=== DATA EXTRACTS ===

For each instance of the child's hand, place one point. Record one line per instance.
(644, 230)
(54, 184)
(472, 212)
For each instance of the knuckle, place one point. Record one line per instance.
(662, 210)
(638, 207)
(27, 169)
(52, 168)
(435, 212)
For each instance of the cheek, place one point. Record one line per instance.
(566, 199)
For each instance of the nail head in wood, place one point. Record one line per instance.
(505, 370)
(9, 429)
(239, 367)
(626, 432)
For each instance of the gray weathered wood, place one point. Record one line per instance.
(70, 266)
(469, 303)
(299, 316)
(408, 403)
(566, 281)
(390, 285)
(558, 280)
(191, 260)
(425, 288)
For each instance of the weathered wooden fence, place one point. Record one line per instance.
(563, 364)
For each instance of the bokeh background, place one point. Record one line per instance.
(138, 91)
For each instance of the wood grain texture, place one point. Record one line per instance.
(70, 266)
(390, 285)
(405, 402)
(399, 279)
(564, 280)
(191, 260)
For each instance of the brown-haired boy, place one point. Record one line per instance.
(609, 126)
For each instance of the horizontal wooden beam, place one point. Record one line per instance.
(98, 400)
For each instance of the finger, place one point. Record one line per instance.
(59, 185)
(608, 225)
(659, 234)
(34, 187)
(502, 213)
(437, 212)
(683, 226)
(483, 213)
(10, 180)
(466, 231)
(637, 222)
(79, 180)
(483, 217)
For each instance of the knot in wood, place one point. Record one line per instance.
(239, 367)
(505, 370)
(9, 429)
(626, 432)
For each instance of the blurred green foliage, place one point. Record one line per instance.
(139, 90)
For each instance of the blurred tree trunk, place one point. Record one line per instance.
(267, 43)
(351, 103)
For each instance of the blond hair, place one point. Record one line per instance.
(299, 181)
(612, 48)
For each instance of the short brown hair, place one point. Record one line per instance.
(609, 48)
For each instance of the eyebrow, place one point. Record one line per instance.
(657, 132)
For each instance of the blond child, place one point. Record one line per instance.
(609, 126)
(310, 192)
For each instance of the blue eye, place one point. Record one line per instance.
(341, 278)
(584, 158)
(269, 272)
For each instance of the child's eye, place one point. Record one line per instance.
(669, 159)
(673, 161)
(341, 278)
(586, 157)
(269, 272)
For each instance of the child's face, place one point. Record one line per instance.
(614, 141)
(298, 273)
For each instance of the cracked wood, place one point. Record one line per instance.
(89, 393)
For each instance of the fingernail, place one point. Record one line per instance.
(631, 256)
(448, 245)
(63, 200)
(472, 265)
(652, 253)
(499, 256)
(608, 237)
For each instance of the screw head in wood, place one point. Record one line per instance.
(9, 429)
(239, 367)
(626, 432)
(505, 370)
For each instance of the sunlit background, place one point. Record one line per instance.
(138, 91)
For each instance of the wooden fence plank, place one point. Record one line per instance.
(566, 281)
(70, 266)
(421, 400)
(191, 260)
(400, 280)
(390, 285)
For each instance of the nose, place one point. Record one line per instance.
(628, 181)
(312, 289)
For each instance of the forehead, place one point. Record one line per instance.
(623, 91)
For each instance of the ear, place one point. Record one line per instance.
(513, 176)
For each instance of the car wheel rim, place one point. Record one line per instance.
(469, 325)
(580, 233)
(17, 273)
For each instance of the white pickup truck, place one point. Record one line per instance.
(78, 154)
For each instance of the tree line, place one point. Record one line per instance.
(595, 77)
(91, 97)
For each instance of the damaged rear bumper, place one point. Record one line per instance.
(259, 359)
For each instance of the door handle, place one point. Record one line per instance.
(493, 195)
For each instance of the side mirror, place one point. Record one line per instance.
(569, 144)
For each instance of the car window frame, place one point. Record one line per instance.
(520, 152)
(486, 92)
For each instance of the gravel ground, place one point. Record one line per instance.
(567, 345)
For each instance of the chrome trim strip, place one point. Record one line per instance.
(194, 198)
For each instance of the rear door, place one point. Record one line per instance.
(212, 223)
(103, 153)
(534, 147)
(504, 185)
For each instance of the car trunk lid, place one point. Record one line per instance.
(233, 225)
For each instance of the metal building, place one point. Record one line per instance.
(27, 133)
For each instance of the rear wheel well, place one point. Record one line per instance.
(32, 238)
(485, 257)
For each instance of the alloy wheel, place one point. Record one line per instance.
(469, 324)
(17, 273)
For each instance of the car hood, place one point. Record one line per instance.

===

### YOUR ASSIGNMENT
Repeat the whole listing verbatim.

### RESULT FOR THIS TASK
For each instance of the child's hand, place one point. Record one line per instance.
(644, 230)
(54, 184)
(472, 212)
For each instance of the knuckle, place one point. Record one line per instance.
(662, 210)
(638, 207)
(27, 169)
(52, 168)
(435, 212)
For each instance of the cheek, place one point. Record one line per instance.
(566, 199)
For each instance of the nail head in wood, place one point. Record one line per instance.
(505, 370)
(9, 429)
(239, 367)
(626, 432)
For each instance of the gray weathered wood, place one point. Record one line per instance.
(70, 266)
(469, 303)
(299, 316)
(408, 403)
(566, 281)
(390, 285)
(558, 280)
(191, 260)
(425, 288)
For each instance of the weathered wooden fence, place one point. Record one line per instance.
(563, 364)
For each instance of the bokeh background, place one point. Record one line per instance.
(138, 91)
For each instance of the wood grain texture, place one point. Record one line per instance.
(70, 266)
(390, 285)
(405, 402)
(399, 279)
(564, 280)
(191, 260)
For each instance of the brown-haired boy, place one point. Record one line per instance.
(609, 126)
For each instance of the horizontal wooden beam, place one point. Record one line per instance.
(98, 400)
For each instance of the finger, place one point. Record one line per instance.
(59, 185)
(608, 225)
(659, 234)
(34, 187)
(502, 213)
(437, 212)
(683, 226)
(483, 213)
(10, 180)
(466, 231)
(637, 222)
(79, 180)
(483, 217)
For each instance of the knot in wood, place one point. Record one line per instance.
(239, 367)
(505, 370)
(9, 429)
(626, 432)
For each instance of the blurred green foliage, place one point. Record one line per instance.
(139, 90)
For each instance of the blurred tree trunk, place one point. Record one line per instance.
(267, 43)
(351, 103)
For each instance of the blond hair, place one point. Record one line per instance.
(299, 181)
(612, 48)
For each instance of the short brown hair, place one point. Record one line per instance.
(609, 48)
For each instance of the eyebrow, place one point. Record one line per instance.
(657, 132)
For each instance of the blond child, place one point. Record one line per instance.
(609, 126)
(310, 192)
For each instance of the blue eye, place one point. Record one line per instance.
(341, 278)
(584, 158)
(269, 272)
For each instance of the child's eye, place one point. Record one line per instance.
(669, 159)
(673, 161)
(341, 278)
(586, 157)
(269, 272)
For each instance of the child's face, place one point. Record one line per instance.
(614, 141)
(298, 273)
For each instance of the cracked wood, place one point. Record one line per instance.
(89, 393)
For each instance of the fingernail, place one point. Record one line per instance.
(631, 256)
(448, 245)
(63, 200)
(472, 265)
(652, 253)
(499, 256)
(608, 237)
For each instance of the screw head in wood, place one point. Record one line per instance.
(9, 429)
(239, 367)
(626, 432)
(505, 370)
For each instance of the sunlit background, place one point. Record one line per instance.
(138, 91)
For each instance of the wooden fence plank, place one point. Record one line per instance.
(566, 281)
(70, 266)
(421, 400)
(191, 260)
(400, 280)
(390, 285)
For each instance of the nose, place one point. Record one line per instance.
(628, 181)
(312, 289)
For each instance of the forehead, place one point. Record one line per instance.
(623, 91)
For each instance of the ear, place one point. Record one line per instance.
(513, 176)
For each instance of the car wheel rim, place one point. Record one line per instance.
(469, 325)
(580, 233)
(17, 273)
For each instance of the white pickup truck, place one point. Record one line per instance.
(78, 154)
For each instance of the tree line, place one point. Record one line per instance.
(595, 77)
(91, 97)
For each instance of the damaged rear bumper, place one point. Record one line per instance.
(259, 359)
For each instance of the door handle, place one point. Record one line per instance.
(493, 195)
For each instance of the side mirror, place one point. Record one line per instance.
(569, 144)
For each instance of the car window frame, place one point. Record one line per instance.
(520, 152)
(486, 92)
For each instance of the gravel ground, place one point. Record one line per instance.
(567, 345)
For each instance of the chrome trim strip, place one point. Record one line per instance.
(194, 198)
For each instance of the rear door, place one point. Record one line per instance.
(212, 223)
(103, 153)
(534, 147)
(504, 185)
For each instance of the car trunk lid, place one point. Record one line per instance.
(233, 225)
For each instance of the metal building, place one point. Record one line per instance.
(27, 133)
For each instance of the rear wheel well, place one point. Record one line per instance.
(32, 238)
(485, 257)
For each instance of the alloy wheel, place one point. Record one line per instance.
(469, 324)
(17, 273)
For each instance of the car hood, place one point. Record one line per instance.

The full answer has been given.